▶ _Work to be completed_:
Format the records below as a numbered list, leaving out any blank lines.

▶ _Stored records_:
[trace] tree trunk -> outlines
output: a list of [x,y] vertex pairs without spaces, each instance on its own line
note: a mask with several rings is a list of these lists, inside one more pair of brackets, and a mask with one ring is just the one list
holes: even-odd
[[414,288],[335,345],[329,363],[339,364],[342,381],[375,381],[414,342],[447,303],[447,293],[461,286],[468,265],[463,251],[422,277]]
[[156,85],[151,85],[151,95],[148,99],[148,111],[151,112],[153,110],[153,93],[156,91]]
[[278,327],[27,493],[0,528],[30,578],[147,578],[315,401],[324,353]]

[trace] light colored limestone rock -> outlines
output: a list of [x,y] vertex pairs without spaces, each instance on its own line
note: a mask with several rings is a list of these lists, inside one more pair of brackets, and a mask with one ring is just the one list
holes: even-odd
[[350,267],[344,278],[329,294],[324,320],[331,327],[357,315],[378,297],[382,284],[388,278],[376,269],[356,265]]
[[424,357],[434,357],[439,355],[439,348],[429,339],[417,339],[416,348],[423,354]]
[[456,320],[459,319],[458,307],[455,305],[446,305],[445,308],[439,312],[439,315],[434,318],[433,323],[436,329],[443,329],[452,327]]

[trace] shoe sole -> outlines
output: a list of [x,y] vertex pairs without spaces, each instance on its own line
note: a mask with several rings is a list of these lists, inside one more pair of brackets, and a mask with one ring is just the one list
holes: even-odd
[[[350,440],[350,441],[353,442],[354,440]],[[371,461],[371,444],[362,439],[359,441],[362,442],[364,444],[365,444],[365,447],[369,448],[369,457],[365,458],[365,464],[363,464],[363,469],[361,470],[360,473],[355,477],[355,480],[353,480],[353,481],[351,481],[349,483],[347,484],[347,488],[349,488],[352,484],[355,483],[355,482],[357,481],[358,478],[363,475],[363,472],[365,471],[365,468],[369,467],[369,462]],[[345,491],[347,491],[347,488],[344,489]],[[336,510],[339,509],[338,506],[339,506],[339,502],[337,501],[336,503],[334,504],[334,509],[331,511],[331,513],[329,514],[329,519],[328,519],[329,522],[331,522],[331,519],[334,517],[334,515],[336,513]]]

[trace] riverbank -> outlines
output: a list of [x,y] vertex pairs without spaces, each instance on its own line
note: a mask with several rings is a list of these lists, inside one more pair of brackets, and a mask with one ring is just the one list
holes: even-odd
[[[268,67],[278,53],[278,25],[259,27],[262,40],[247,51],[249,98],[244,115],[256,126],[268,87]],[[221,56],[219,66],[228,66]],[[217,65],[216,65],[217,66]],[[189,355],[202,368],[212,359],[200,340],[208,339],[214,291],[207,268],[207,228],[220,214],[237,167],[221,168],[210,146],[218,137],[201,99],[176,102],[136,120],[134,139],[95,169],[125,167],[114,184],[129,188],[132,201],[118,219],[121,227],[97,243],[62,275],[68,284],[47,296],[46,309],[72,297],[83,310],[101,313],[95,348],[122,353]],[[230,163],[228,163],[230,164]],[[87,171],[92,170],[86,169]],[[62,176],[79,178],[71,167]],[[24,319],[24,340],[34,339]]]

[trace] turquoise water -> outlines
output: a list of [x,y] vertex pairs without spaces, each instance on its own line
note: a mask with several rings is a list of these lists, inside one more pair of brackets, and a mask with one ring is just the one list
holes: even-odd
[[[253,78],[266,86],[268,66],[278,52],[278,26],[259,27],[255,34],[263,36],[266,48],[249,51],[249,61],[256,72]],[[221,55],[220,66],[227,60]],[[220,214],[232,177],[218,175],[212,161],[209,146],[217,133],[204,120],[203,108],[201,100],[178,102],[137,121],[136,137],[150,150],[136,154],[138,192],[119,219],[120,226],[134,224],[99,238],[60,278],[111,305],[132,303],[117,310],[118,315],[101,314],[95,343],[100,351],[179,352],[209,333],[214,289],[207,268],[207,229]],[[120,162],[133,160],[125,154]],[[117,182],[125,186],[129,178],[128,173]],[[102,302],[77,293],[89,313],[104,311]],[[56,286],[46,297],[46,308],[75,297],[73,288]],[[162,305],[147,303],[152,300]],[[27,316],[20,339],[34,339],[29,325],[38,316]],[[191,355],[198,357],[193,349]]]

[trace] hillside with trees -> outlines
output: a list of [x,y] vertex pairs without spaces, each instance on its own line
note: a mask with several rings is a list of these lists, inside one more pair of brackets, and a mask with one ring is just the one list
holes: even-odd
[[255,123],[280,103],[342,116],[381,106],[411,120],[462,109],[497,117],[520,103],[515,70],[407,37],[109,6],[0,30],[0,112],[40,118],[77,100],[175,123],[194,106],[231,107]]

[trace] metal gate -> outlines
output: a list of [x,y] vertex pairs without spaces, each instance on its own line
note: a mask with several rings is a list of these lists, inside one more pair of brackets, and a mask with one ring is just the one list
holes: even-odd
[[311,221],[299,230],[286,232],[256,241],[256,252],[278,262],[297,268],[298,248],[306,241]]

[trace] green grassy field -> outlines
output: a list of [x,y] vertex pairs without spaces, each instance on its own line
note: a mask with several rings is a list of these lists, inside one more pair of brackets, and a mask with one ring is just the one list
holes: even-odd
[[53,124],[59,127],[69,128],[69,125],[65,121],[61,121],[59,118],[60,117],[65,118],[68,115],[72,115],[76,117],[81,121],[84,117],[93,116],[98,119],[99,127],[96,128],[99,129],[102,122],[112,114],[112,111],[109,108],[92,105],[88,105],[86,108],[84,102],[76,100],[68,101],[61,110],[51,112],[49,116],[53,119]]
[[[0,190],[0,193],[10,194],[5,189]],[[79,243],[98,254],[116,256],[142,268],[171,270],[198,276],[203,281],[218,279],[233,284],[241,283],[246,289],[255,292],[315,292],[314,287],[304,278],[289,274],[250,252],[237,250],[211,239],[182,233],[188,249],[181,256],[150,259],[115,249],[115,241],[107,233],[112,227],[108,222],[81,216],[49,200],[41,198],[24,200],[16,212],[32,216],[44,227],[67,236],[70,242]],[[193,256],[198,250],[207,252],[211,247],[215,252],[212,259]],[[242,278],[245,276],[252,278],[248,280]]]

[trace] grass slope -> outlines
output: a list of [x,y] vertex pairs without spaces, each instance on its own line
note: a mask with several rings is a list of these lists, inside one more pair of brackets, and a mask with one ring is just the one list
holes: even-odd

▶ _The result_:
1. [trace] tree trunk -> outlines
2. output: a list of [x,y] vertex pairs without spaces, each instance on its own line
3. note: a mask with several rings is a list of these lists, inside one more pair of brackets, and a mask with one ring is just the one list
4. holes: even-odd
5. [[414,288],[335,345],[329,363],[339,364],[342,381],[375,381],[414,342],[447,303],[447,293],[461,286],[468,265],[463,251],[422,277]]
6. [[156,85],[151,85],[151,95],[148,99],[148,111],[151,112],[153,110],[153,93],[156,91]]
7. [[278,327],[27,493],[0,528],[30,578],[147,578],[315,401],[324,353]]
8. [trace] light colored limestone rock -> outlines
9. output: a list of [x,y] vertex pairs without spaces, each instance on its own line
10. note: a mask with several rings is a list of these lists, inside one more pair of brackets, and a mask with one ring is just the one list
11. holes: even-odd
12. [[350,267],[344,278],[329,294],[324,320],[331,327],[357,315],[378,297],[382,284],[388,278],[376,269],[356,265]]
13. [[424,357],[434,357],[439,355],[439,348],[429,339],[417,339],[416,348],[423,354]]
14. [[456,320],[459,319],[458,307],[455,305],[446,305],[445,308],[439,312],[439,315],[434,318],[433,323],[436,329],[443,329],[452,327]]
15. [trace] shoe sole -> outlines
16. output: a list of [x,y] vertex pairs without spaces, each instance on its own line
17. note: a mask with several rings is a list of these lists, inside one more pair of brackets, and a mask with one ring is just the one list
18. holes: even-odd
19. [[[350,440],[350,441],[353,442],[354,440]],[[371,461],[371,444],[362,439],[359,441],[362,442],[364,444],[365,444],[365,447],[369,448],[369,457],[365,458],[365,464],[363,464],[363,469],[361,470],[360,473],[355,477],[355,480],[353,480],[353,481],[351,481],[349,483],[347,484],[347,488],[349,488],[352,484],[355,483],[355,482],[357,481],[358,478],[363,475],[363,472],[365,471],[365,468],[369,467],[369,462]],[[345,491],[347,491],[347,488],[344,489]],[[336,510],[339,509],[338,506],[339,506],[339,502],[337,501],[336,503],[334,504],[334,509],[331,511],[331,513],[329,514],[329,519],[328,519],[329,522],[331,522],[331,519],[334,517],[334,515],[336,513]]]
20. [trace] riverbank -> outlines
21. output: a list of [x,y] vertex pairs without spaces, each instance on its own line
22. note: a mask with several rings is a list of these lists, inside one more pair of brackets, and a mask with one ring is just the one list
23. holes: even-odd
24. [[[268,67],[278,53],[278,25],[259,27],[262,40],[247,51],[249,98],[244,115],[256,126],[268,87]],[[221,56],[219,66],[228,66]],[[217,65],[216,65],[217,66]],[[189,355],[202,368],[212,359],[200,340],[208,339],[214,291],[207,268],[207,228],[220,214],[237,167],[221,168],[210,146],[218,137],[201,99],[176,102],[136,120],[134,139],[95,169],[125,167],[114,184],[129,188],[132,201],[118,219],[121,227],[97,243],[62,275],[68,284],[47,296],[46,309],[72,297],[83,310],[101,313],[95,348],[122,353]],[[230,163],[228,163],[230,164]],[[87,171],[92,170],[86,169]],[[62,176],[79,178],[71,167]],[[24,319],[24,340],[34,339]]]
25. [trace] turquoise water -> outlines
26. output: a list of [x,y] vertex pairs without spaces, each instance on its own line
27. note: a mask with several rings is a list of these lists, inside one more pair of brackets, and a mask with one ring is just the one list
28. holes: even-odd
29. [[[253,78],[266,86],[268,66],[278,52],[278,26],[259,27],[255,34],[263,36],[266,48],[249,51],[249,61],[256,72]],[[221,55],[220,66],[227,60]],[[220,214],[232,177],[218,175],[212,161],[209,146],[217,133],[204,120],[203,108],[201,100],[178,102],[137,121],[136,137],[150,150],[136,154],[138,192],[119,219],[120,226],[134,224],[99,238],[60,278],[111,305],[132,303],[117,310],[118,315],[101,314],[95,343],[100,351],[179,352],[209,333],[214,289],[207,268],[207,229]],[[120,162],[133,160],[125,154]],[[117,182],[125,186],[129,178],[128,173]],[[102,302],[77,293],[89,313],[104,311]],[[56,286],[46,297],[46,308],[75,297],[73,288]],[[162,305],[147,303],[152,300]],[[27,316],[20,339],[34,339],[29,325],[38,316]],[[191,355],[198,357],[193,349]]]
30. [trace] hillside with trees -> outlines
31. output: a list of [x,y] vertex pairs without spaces, each instance on its own line
32. note: a mask with several rings is a list of these lists, inside one more pair of brackets, and a mask with one ring is just the one list
33. holes: even-odd
34. [[255,123],[280,103],[342,116],[381,106],[411,120],[462,109],[497,117],[520,103],[515,70],[407,37],[109,6],[0,30],[0,112],[40,118],[77,100],[175,123],[194,106],[231,107]]
35. [trace] metal gate -> outlines
36. output: a list of [x,y] vertex pairs without spaces, each instance on its own line
37. note: a mask with several rings is a list of these lists, inside one more pair of brackets, and a mask with one ring is just the one list
38. holes: even-odd
39. [[311,221],[299,230],[286,232],[256,241],[256,252],[278,262],[297,268],[298,248],[306,241]]
40. [trace] green grassy field -> outlines
41. output: a list of [x,y] vertex pairs without spaces, each instance on its own line
42. note: a mask with several rings is a list of these lists, inside one more pair of brackets, and a mask with one ring is just the one list
43. holes: even-odd
44. [[53,124],[59,127],[69,128],[69,125],[65,121],[61,121],[59,118],[60,117],[65,118],[68,115],[72,115],[76,117],[81,121],[84,117],[93,116],[98,119],[99,127],[96,128],[99,129],[102,122],[112,114],[112,111],[109,108],[92,105],[88,105],[86,108],[84,102],[76,100],[68,101],[61,110],[51,112],[49,116],[53,119]]
45. [[[0,190],[0,193],[10,194],[5,189]],[[79,243],[98,254],[116,256],[142,268],[171,270],[198,276],[203,281],[218,279],[233,284],[241,283],[246,289],[255,292],[315,292],[314,287],[304,278],[289,274],[250,252],[237,250],[211,239],[182,233],[188,249],[181,256],[150,259],[115,249],[115,241],[107,233],[112,227],[108,222],[81,216],[49,200],[41,198],[24,200],[16,212],[32,216],[44,227],[67,236],[70,242]],[[193,256],[198,250],[207,252],[211,247],[215,252],[212,259]],[[242,278],[245,276],[252,278],[248,280]]]
46. [trace] grass slope -> outlines
47. output: a list of [x,y] vertex pairs without spaces, each instance on its own line
48. note: a mask with several rings is a list of these lists, inside one more pair of brackets, and a mask with one ring is just the one list
49. holes: even-odd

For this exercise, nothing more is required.